Las preguntas son, entonces, ¿cómo se las compondría para lograr tan impecable ingeniería novelística, siendo el cronista mundano y rumbero –«nos bebíamos hasta el alcohol de las lámparas»– que refleja ser en su autobiografía? ¿Por qué la evidente contención de escritura notarial de esta última, frente a su notoria actividad política y social de altísimo nivel? ¿Cómo tanta ubicuidad con un silencio mediático como el de J. D. Salinger?... Animado por despejar ciertas contradicciones enigmáticas de su figura, le pregunté, a bocajarro, a su biógrafo inglés, Gerald Martin, en Cartagena de Indias, unos meses antes de la muerte del escritor:

– ¿Gabo es un hombre frío?

– ¡Para nada! Yo también tenía ese prejuicio, pero es un mamagallista, cachondo y sentimental; una persona accesible y afable, y uno de los escritores menos pretenciosos que haya conocido. Sí tiene una inteligencia fría, para componer su mundo narrativo y para apartarse, pues está muy escaldado de que siempre se le reclame con fórmulas manidas. Y, desde luego, es mucho más autobiográfico en sus ficciones que en sus memorias. Eso recalcó el autor de Gabriel García Márquez: una vida (2009), única biografía autorizada del premio Nobel.

En su medio siglo de narrativa, a partir de La hojarasca (1955), cada nuevo relato de García Márquez es un zoom, un refractor o una lupa, sobre algún fragmento o personaje anterior. Sus narraciones componen un palimpsesto, con los dos compactos y simétricos baluartes: Cien años de soledad (1967) y El amor en los tiempos del cólera (1985). Al igual que el gitano Melquíades, en la fundación misma de Macondo, el narrador omnisciente es «corpulento» pero opera con «manos de gorrión». Ambos desaparecen y reaparecen, mueren e imaginariamente resucitan, en una custodia compartida del panóptico de la Ciénaga.

**DATOS PROPORCIONADOS**
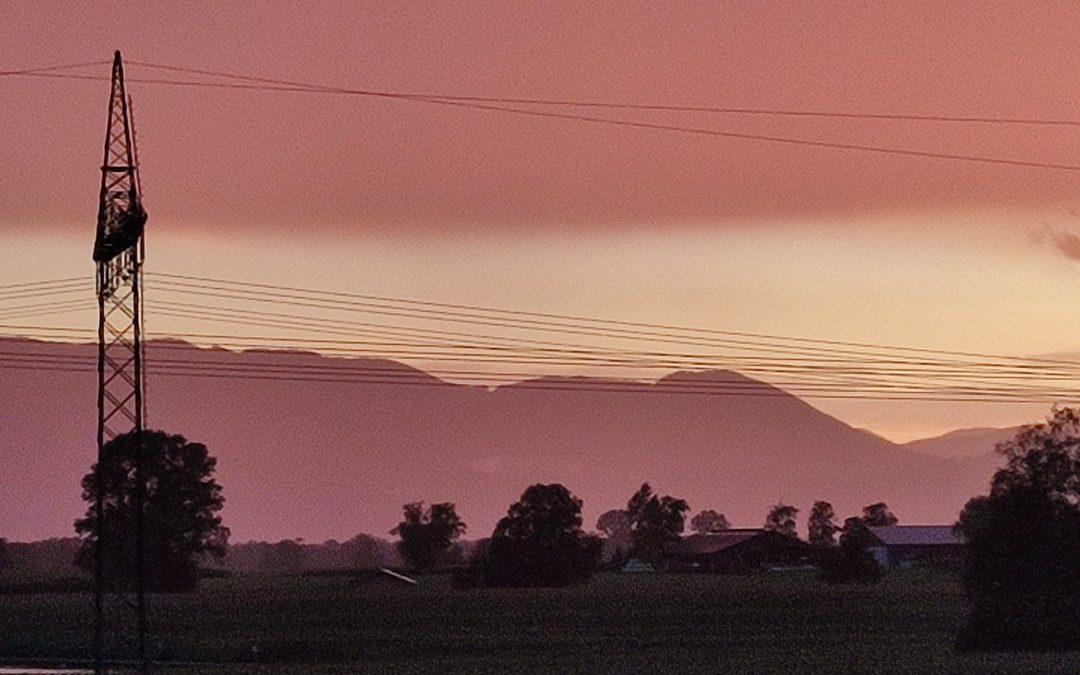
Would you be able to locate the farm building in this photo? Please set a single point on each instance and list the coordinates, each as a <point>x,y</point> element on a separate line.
<point>739,551</point>
<point>907,544</point>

**ENUNCIADO 1**
Imprime sin ningún cambio el fragmento del texto sobre García Márquez que empieza con "En su medio" y sigue hasta "de la Ciénaga.".
**ENUNCIADO 2**
Prosigue el texto sobre García Márquez a partir de su última oración.

**RESPUESTA CORRECTA 1**
En su medio siglo de narrativa, a partir de La hojarasca (1955), cada nuevo relato de García Márquez es un zoom, un refractor o una lupa, sobre algún fragmento o personaje anterior. Sus narraciones componen un palimpsesto, con los dos compactos y simétricos baluartes: Cien años de soledad (1967) y El amor en los tiempos del cólera (1985). Al igual que el gitano Melquíades, en la fundación misma de Macondo, el narrador omnisciente es «corpulento» pero opera con «manos de gorrión». Ambos desaparecen y reaparecen, mueren e imaginariamente resucitan, en una custodia compartida del panóptico de la Ciénaga.

**RESPUESTA CORRECTA 2**
Con el potente imán, García Márquez prende sus fijaciones anteriores: ciertas claves, por ejemplo, de La hojarasca, como el esqueleto de las tres generaciones desamparadas –que en Cien años… se duplicarán, hasta seis eslabones de Buendía– y el embrión, sobre todo, de su caro tema de la muerte como fácil puerta corredera de la vida. Y atrae, también, con ironía estoica, la heroica dignidad frente a la pobreza, y el orgullo, en fin, ante la fatalidad de la existencia, del anciano matrimonio, en El coronel no tiene quien le escriba (1961): «Nosotros ponemos el hambre para que coman los otros».

En su discurso del Premio Nobel, en 1982, refiriéndose a las chocantes descripciones de las Indias de los colonizadores, Gabo definió: «Es la crónica rigurosa que, sin embargo, parece una aventura de la imaginación». Una buena pista para entrarle al recurrente doble fondo de las valijas de sus propias narraciones. A ese hilo que se desdobla, sutilmente, entre la «racionalidad técnica», de una pulcritud casi quirúrgica (con cierta mirada de extranjero en la propia tierra, cómplice con el lector) y la «irracionalidad del mito» (la amalgama caribeña hablando por sí sola, dentro del cubil de su fatalidad, con solidaria empatía). No «una aventura de la imaginación», sino «la crónica rigurosa» de su entorno; una apertura de compuertas, consciente de que lo auténticamente universal es lo local sin paredes.

Por eso, aborrecía hasta la extenuación que le endilgaran el rótulo de realismo mágico, la primera pregunta con que solían acorralarle los «paparazis de la literatura». Antes bien, bajo su realismo en espiral, el hechizo procede (al fondo, William Faulkner o Virginia Woolf) de la encarnación de la conciencia, y de una prosa musical con métrica de orfebre, que, como ha reconocido, proviene de Rubén Darío («lo leí a los 10 años»). El encantamiento incluye que sus narraciones sean, al mismo tiempo, la partera y la parturienta del relato (el narrador/lector como recién nacido). Se trata, en realidad, de un maestro del «paralaje», como lo define Juan Villoro: una «lógica del desfase», esto es, «cuando el observador se desplaza, el horizonte se modifica».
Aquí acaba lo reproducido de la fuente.